• [Objectives]
1. In the landlord Q&A on domestic violence, do these statements agree with it? (a) A landlord may evict tenants solely because they have domestic violence issues. (b) A landlord should make sure other tenants are willing to testify at trial before issuing a notice. (c) The tenant must have obtained the court order within the last 90 days. Answer yes or no for each, and quote the words from the Q&A that settle it.
2. Reproduce the part of the rows that opens with the line containing "Task: Where can the palm frond" and continues through the end of the rows, both ends included.
----- Text
Q: I rent an apartment to a married couple. Shortly after moving in they began to have domestic violence issues and the police were called out to my rental several times. I don’t like having the police present at my rental. Can I evict the tenants?
A: No, you cannot evict the tenants solely because they have domestic violence issues. California Code of Civil Procedure (“CCP”) § 1161.3 prohibits evictions based on domestic violence unless the health, safety, and/or quiet enjoyment of other tenants are being threatened.
Q: I own an apartment building. The police were called out to the same apartment multiple times and arrested one of the tenants for domestic violence. Other tenants of the building are complaining that they cannot sleep due to the police activity and one tenant said that the couple threatened him for voicing concern. Can I evict the tenants involved in the domestic violence issues because of the concerns and complaints from my other tenants?
A: Yes, you may evict your tenants if the health, safety, and/or quiet enjoyment of other tenants are threatened. Before issuing a notice, you should make sure the other tenants are willing to testify at trial for you and you should consult an attorney to make sure you issue the correct notice.
Q: I rented my house to a single father. Yesterday, he approached me with a temporary restraining order he filed against his ex-wife who does not live at the property. I do not want to deal with any issues at my property and this tenant’s lease expires next month. Can I issue this tenant a nonrenewal of lease letter based on his restraining order against his ex-wife?
A: No, you cannot refuse to renew the lease based on the restraining order because the tenant provided you with a court order and the ex-wife does not live at the property. Under CCP §1161.3(a) you cannot refuse to renew a tenancy or terminate a tenancy based on domestic violence, stalking, sexual assault human trafficking, elder abuse or adult dependent abuse if both of the following apply:
- In the last 180 days the tenant has obtained one of the following:
- A court order (temporary restraining order, emergency order, protective order, etc. Please see CCP §1161.3(a)(1) for a full list of acceptable court orders.)
----------
----- The records
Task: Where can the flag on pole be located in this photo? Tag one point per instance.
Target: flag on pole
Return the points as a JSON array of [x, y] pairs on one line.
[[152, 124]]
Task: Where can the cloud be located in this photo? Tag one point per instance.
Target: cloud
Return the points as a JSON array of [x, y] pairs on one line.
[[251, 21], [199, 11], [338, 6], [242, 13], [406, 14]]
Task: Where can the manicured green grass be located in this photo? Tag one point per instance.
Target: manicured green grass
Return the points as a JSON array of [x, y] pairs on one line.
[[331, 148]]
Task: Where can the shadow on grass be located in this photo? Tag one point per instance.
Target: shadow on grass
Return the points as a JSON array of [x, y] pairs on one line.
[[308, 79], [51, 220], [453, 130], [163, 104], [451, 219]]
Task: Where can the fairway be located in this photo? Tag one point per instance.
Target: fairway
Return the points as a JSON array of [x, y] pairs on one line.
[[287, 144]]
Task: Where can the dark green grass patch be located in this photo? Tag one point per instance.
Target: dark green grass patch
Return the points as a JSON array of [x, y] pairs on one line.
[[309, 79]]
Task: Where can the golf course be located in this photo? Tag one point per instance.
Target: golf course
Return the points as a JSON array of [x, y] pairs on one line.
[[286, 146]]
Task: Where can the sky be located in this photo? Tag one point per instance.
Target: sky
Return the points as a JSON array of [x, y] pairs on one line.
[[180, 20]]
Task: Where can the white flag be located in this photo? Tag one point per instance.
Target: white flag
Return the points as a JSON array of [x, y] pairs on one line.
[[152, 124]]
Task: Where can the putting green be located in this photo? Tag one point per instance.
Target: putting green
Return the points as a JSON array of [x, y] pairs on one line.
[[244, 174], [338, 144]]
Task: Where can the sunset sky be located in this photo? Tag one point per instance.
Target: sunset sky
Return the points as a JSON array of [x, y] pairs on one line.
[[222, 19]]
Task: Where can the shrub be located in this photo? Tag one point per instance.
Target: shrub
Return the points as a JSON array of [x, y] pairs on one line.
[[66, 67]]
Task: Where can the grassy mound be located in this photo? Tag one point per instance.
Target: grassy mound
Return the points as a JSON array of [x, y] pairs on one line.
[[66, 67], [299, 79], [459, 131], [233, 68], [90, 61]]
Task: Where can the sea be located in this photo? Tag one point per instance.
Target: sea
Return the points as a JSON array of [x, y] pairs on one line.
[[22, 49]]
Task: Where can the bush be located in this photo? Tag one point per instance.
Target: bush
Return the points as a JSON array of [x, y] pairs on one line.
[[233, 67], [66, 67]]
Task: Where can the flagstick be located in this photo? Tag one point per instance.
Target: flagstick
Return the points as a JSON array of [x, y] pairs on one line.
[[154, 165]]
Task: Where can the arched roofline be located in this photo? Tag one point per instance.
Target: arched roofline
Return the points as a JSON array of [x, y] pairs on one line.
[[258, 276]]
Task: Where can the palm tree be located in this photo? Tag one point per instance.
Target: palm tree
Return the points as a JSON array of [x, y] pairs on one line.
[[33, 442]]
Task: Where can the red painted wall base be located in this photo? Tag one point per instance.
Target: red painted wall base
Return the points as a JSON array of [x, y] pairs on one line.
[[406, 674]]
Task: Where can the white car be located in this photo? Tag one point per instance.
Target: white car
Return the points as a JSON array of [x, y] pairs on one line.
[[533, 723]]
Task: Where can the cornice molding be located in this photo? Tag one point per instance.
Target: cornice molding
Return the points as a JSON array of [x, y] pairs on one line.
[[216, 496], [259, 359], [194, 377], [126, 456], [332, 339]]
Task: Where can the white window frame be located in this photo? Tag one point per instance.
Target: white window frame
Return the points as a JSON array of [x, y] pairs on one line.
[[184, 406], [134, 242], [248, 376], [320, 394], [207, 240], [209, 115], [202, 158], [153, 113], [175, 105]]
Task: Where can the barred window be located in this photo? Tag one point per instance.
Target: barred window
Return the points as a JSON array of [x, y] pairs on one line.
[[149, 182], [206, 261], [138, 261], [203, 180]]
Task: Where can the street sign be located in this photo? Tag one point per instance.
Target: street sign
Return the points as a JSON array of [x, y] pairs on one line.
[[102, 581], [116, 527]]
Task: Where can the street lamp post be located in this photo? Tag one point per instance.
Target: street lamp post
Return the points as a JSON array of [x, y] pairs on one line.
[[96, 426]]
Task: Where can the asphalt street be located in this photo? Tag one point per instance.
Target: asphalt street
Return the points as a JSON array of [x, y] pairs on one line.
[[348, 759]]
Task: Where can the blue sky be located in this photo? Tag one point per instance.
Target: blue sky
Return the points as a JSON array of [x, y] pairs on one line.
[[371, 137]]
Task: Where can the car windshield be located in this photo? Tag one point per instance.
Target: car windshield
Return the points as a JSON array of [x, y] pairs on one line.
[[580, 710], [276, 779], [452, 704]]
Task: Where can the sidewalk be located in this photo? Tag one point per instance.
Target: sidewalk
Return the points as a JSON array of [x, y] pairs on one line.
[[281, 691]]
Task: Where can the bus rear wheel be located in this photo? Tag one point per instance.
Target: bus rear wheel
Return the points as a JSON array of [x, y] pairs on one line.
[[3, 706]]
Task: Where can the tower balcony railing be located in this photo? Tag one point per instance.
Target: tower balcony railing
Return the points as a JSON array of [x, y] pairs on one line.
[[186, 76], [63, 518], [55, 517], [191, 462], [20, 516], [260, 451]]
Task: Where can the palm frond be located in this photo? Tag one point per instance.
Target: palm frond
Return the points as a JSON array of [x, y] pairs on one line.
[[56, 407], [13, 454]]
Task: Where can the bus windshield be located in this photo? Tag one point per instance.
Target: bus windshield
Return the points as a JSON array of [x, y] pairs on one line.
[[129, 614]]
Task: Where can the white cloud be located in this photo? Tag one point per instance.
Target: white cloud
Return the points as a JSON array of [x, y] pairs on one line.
----------
• [Completed exercise]
1.
(a) No: "No, you cannot evict the tenants solely because they have domestic violence issues."
(b) Yes: "Before issuing a notice, you should make sure the other tenants are willing to testify at trial for you"
(c) No: "In the last 180 days the tenant has obtained one of the following"

2.
Task: Where can the palm frond be located in this photo? Tag one point per instance.
Target: palm frond
Return the points as a JSON array of [x, y] pairs on one line.
[[56, 407], [13, 454]]
Task: Where can the bus windshield be located in this photo? Tag one point per instance.
Target: bus windshield
Return the points as a JSON array of [x, y] pairs on one line.
[[129, 614]]
Task: Where can the white cloud be located in this photo? Tag one point per instance.
Target: white cloud
Return the points as a JSON array of [x, y] pairs on one line.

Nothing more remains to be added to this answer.